_EXERCISE_
Leaving the pictures aside, repeat each line below exactly.

_GIVEN ENTRIES_
⟨
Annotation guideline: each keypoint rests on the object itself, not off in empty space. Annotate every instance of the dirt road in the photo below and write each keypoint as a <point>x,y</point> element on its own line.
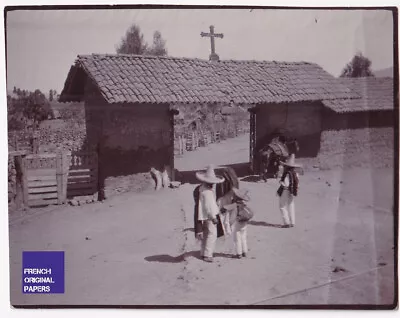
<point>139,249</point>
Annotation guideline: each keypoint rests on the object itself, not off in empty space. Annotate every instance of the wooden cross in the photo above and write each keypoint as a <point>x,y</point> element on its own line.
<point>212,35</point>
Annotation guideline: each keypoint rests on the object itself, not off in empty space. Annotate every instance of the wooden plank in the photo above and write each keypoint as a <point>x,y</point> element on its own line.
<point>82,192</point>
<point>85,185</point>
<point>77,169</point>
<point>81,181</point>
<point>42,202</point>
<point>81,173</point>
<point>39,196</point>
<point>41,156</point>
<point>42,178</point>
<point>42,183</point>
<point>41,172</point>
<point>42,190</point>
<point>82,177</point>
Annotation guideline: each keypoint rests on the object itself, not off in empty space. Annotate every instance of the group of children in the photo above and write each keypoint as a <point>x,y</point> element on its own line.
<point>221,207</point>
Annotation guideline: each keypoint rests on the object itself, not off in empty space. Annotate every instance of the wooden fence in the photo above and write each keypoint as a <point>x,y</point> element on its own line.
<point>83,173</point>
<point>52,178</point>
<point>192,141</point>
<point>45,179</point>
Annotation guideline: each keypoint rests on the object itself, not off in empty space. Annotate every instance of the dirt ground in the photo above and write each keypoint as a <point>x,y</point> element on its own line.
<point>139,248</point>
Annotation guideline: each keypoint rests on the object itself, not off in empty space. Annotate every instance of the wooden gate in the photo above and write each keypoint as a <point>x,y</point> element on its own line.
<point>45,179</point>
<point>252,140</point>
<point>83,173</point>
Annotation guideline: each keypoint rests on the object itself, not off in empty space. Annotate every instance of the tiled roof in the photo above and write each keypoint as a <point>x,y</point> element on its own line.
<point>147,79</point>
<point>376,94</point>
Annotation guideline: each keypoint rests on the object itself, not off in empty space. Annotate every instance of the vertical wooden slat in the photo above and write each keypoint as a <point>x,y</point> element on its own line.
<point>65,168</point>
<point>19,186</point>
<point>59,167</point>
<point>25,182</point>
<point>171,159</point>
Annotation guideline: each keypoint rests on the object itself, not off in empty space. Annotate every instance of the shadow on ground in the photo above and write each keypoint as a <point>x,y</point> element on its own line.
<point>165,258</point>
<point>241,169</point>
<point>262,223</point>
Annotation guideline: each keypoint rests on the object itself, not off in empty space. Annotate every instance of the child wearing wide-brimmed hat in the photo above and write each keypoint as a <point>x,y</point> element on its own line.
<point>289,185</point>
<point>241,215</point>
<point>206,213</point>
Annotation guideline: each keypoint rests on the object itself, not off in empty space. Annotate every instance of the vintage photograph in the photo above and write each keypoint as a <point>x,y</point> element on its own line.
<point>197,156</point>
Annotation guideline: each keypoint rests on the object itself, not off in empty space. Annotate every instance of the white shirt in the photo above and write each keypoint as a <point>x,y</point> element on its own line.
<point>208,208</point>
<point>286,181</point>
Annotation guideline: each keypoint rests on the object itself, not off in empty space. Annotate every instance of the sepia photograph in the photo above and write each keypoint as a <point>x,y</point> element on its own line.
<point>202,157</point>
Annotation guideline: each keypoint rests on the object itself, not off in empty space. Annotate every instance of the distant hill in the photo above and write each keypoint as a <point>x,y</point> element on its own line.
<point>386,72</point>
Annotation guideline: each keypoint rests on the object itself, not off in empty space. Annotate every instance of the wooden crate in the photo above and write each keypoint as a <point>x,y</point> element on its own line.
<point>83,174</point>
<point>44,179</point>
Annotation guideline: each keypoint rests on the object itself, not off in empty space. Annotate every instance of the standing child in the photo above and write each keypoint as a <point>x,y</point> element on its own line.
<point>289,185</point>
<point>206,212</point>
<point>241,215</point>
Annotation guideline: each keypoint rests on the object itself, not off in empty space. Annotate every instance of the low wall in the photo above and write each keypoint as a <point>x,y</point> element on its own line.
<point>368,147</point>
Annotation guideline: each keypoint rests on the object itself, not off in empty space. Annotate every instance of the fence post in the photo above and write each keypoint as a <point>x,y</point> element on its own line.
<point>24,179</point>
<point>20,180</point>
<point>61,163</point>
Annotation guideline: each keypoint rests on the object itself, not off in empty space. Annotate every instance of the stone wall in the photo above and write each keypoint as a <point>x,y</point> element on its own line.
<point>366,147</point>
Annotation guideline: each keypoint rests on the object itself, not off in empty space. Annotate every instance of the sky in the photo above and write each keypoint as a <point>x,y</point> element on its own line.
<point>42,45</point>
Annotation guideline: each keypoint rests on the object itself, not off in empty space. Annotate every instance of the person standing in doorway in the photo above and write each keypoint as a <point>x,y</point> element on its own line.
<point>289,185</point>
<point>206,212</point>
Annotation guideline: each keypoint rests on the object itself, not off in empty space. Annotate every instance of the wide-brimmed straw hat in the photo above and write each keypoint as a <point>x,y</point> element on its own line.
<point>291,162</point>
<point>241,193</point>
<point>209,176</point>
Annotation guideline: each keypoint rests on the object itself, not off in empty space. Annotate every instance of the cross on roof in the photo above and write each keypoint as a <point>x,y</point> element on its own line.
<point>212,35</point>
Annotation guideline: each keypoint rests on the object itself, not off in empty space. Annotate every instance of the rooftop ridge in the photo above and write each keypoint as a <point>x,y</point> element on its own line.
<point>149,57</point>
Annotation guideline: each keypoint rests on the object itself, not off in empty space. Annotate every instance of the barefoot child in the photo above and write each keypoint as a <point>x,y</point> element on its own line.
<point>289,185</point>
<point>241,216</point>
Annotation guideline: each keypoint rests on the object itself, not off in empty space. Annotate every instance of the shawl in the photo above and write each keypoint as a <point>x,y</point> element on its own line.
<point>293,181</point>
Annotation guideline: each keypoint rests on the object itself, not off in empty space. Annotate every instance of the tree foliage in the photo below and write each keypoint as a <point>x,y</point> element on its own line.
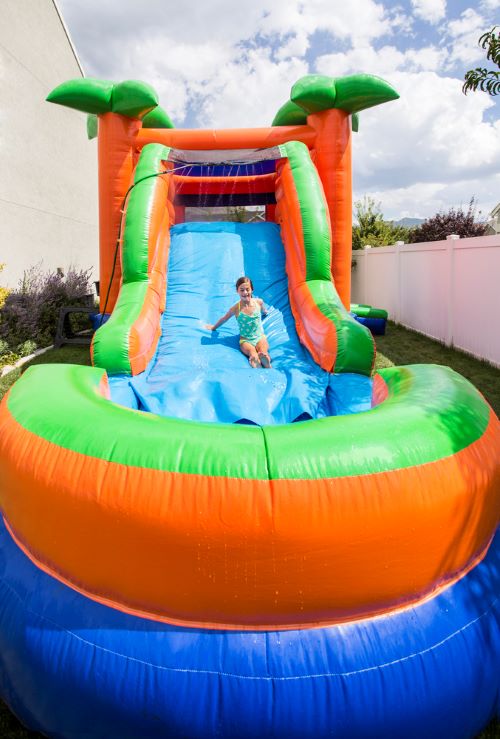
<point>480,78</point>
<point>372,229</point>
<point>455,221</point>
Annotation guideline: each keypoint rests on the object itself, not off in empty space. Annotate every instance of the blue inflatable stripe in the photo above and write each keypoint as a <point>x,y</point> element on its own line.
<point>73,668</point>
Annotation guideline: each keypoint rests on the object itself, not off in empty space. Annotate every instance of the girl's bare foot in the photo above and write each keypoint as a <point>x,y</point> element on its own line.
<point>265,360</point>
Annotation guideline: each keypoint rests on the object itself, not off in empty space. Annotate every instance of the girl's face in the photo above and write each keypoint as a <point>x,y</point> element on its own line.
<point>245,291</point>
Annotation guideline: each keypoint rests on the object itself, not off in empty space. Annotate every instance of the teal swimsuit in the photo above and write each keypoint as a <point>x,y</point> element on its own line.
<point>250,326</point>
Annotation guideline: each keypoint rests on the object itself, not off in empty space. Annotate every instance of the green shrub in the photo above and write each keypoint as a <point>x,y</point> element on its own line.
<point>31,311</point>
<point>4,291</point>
⟩
_TASK SOLUTION_
Annotation guideline: each keypoint rests on the object itself, not off in empty space. Annotate every instance of the dirt road in the photo below and write each keypoint as a <point>x,y</point> element on its own line.
<point>139,249</point>
Annotation guideline: each keypoint rests on the object itself, not off in empty space. Annotate every instance of the wooden cross in the photo above and write each keypoint as a <point>x,y</point> element on its own line.
<point>212,35</point>
Annotation guideline: each keypoint rests on the object itself, not off in empty space. Annotate every instance of the wooden plank in the photo above and write each keypoint as a <point>x,y</point> element on its own line.
<point>82,192</point>
<point>85,185</point>
<point>77,169</point>
<point>81,181</point>
<point>42,202</point>
<point>81,173</point>
<point>39,196</point>
<point>41,156</point>
<point>42,178</point>
<point>42,183</point>
<point>41,172</point>
<point>42,190</point>
<point>82,177</point>
Annotation guideline: each keypoint rests on the object itself, not off in empty space. Annotate every instance of the group of children in the photo above and write each keypoint as a <point>x,y</point> element on its own line.
<point>221,207</point>
Annotation guideline: each keypoint rests on the object itself, not off in empty space. Annotate every instance of the wooden fence in the photo above and write each keypoint as a <point>x,y</point> element on its own line.
<point>83,173</point>
<point>52,178</point>
<point>192,141</point>
<point>45,179</point>
Annotation guideline: each keypoint rests on the object itself, not off in empty space. Annotate every instance of the dirt ground in the photo above and write each keypoint as a <point>x,y</point> element on its own line.
<point>139,248</point>
Annotation guideline: each keypoint rests on the object itself, not off in empty space. Annotate every instance of the wooden gate in the photo above and write each keypoint as a <point>x,y</point> element on its own line.
<point>45,179</point>
<point>252,140</point>
<point>83,173</point>
Annotation guideline: each keypoint rests on the object itself, not off in empty space. Annotate every instance of the tiled roof in the photo above and write each keypoint as a <point>x,y</point> element on its own line.
<point>147,79</point>
<point>376,94</point>
Annotation guideline: each keypoint rests on the object itself, not off in empty space. Annotate every instance of the vertical wooden slat in the photo above and write each keypoint as a <point>x,y</point> element on its own line.
<point>65,168</point>
<point>19,186</point>
<point>59,167</point>
<point>25,182</point>
<point>171,159</point>
Annotation guideline: each keypoint rests on the object itself, not off in empty space. Annotate every instance of the shadow on ground in the photo above and write each keypoint as a <point>x,y</point> element on its own line.
<point>165,258</point>
<point>241,169</point>
<point>262,223</point>
Annotation guideline: each keypoint rests on the object itself, not off in empty space. Annotate every instance of the child wearing wide-brimmed hat in the photo above and write each keypoint as a <point>x,y</point> element on its own line.
<point>289,185</point>
<point>241,215</point>
<point>206,213</point>
Annotation guideline: each keypoint rests on the object itself, not off in empty space. Annotate every instance of the vintage photograph in the photo above and write each keypoint as a <point>x,y</point> element on its own line.
<point>197,156</point>
Annotation guideline: each keypoint rests on the object itself, not off in empty space. Annotate every instance of the white shirt in the photo above and write each keypoint as a <point>x,y</point> element on its own line.
<point>208,208</point>
<point>286,181</point>
Annotation guideline: each keypoint rests on the object itself, not off in empty space. Annotate every instance of the sepia photograph in the photo above and write each keypoint as a <point>x,y</point> element on its own line.
<point>202,157</point>
Annotation guideline: each keypoint rests on the object itself, not off in empty space. Annotate every instance of the distant hill in the photo above and write each keypoint as a <point>x,y</point> element on its own line.
<point>386,72</point>
Annotation guideline: each keypoint rests on the object itself, not off in empty space. Annotate every instance of the wooden crate in the photo above and write each keypoint as a <point>x,y</point> element on its own line.
<point>83,174</point>
<point>44,179</point>
Annotation guideline: each keypoint rests on the object itself, not off in empty space. Annotate every instance of the standing child in the photo above and write each keypoint as a <point>x,y</point> element on its own line.
<point>289,185</point>
<point>206,212</point>
<point>241,215</point>
Annotation guideline: each keypoint rests on the object itself, not off in empty space. Annotate every instance of the low wall in the photo above and write each keypoint as a <point>x,y</point> element on its own line.
<point>368,147</point>
Annotation guideline: each keypoint rests on the object itself, not off in empty space. Annotate every instance of the fence post in the photo above and write each keypoint as a <point>x,y</point> element on its own line.
<point>24,179</point>
<point>20,180</point>
<point>61,163</point>
Annotation guideline: each keypoint rests on the object itself, not off in empty space. Annotate every instance of the stone wall in the photo above and write each keypoint as a <point>x,y</point> element on its own line.
<point>366,147</point>
Annotation guideline: each keypoint rests on the object itself, not off in empty space. Annotate every instance of the sky in the photo above and write each keypoint as a <point>x,y</point> element on its own line.
<point>42,45</point>
Annotation guideline: each keypoint rests on the object itself, not off in empty space. Annotate every instance of the person standing in doorway in the photo above and write each keypoint as a <point>x,y</point> element on its own line.
<point>289,185</point>
<point>206,212</point>
Annotation guideline: each keypoint rests on the object itself, not off in empty space. Annotate every instance of the wide-brimmed straw hat in the photo above and write each keypoint as a <point>x,y</point> element on its own line.
<point>291,162</point>
<point>241,193</point>
<point>209,176</point>
Annotation guideline: each keypoint rests on the object itself, not off in empty space. Annotate every instance of the cross on roof in the photo above and write each keypoint as a <point>x,y</point> element on its own line.
<point>212,35</point>
Annotation guideline: each keypoint rests on the object itself, not off in empty space. Annotate every instance of the rooftop ridge in the photo above and write each keypoint as a <point>x,y</point> element on its own line.
<point>149,57</point>
Annotation guideline: each keypoint rests on the object itself, not off in empty space. Annotate every instance of the barefoot child in the photo above and write each keypoint as a <point>x,y</point> element on its own line.
<point>289,185</point>
<point>241,216</point>
Annotation guideline: each keypoint rests on the object itself, not off in empty space. Annotate every instance of the shawl in the photo above and write each keypoint as a <point>x,y</point> element on its own line.
<point>293,181</point>
Annotation guideline: each keypoint rests on the object itself, not off in empty space. Annotate every instance of the tree foliage in the photo below and write each keypoint as a <point>x,y</point> element on its own line.
<point>480,78</point>
<point>372,229</point>
<point>455,221</point>
Annotation guideline: each keypoint rests on the object itself, not off in empty space. Annotate every instance of the blue inflatable stripe in the photo above and write each keypoint as a <point>x,y</point> element on its own line.
<point>73,668</point>
Annotation guideline: each keypoint rests on the object itself, not off in empty space. Annotate every instance of the girl's bare foot in the photo above and write each keypoint as a <point>x,y</point> element on its own line.
<point>265,360</point>
Annotation guideline: each keypoint rests on the object itself, not off in empty space. Annotate every instance of the girl's face in the photo above and write each keypoint as a <point>x,y</point> element on its own line.
<point>245,291</point>
Annotation guideline: each keypoint rests on the object itself, not off in empty space. Annotate every instance of the teal swimsuit in the photo above and write each keypoint as a <point>x,y</point> element on its own line.
<point>250,326</point>
Annotation guideline: each keypoint rests on the object itself, not off in empty space. Annotate every instance of the green shrub in the photo above and write each keypoint as a <point>x,y</point> element on its own line.
<point>31,311</point>
<point>4,291</point>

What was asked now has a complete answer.